RECORDS SHOWN -
BEGIN

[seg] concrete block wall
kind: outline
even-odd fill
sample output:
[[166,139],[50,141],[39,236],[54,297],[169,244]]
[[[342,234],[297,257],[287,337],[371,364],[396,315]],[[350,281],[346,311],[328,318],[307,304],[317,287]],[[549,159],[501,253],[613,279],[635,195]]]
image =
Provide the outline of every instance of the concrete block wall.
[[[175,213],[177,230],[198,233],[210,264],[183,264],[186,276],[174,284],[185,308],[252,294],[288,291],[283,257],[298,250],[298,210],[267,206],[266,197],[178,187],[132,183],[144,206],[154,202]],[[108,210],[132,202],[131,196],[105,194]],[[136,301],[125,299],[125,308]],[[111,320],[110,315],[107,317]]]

END

WHAT YOU SHOULD DO - Rewrite the listing above so that each "concrete block wall" reads "brick wall", leaving everything else as it is.

THE RESULT -
[seg] brick wall
kind: outline
even-odd fill
sample output:
[[166,139],[50,141],[39,236],[54,297],[169,244]]
[[[342,234],[297,257],[287,337],[371,364],[396,315]],[[350,281],[346,311],[328,318],[307,304],[317,287]],[[549,159],[501,253],[613,279],[635,195]]]
image =
Provide the outline of every instance of the brick wall.
[[[175,213],[177,230],[198,233],[210,264],[183,264],[186,276],[174,284],[185,308],[252,294],[288,291],[283,257],[298,250],[298,210],[267,206],[266,197],[178,187],[132,183],[144,206],[154,202]],[[108,210],[132,202],[131,196],[105,194]],[[136,301],[125,299],[125,308]],[[111,320],[110,315],[107,317]]]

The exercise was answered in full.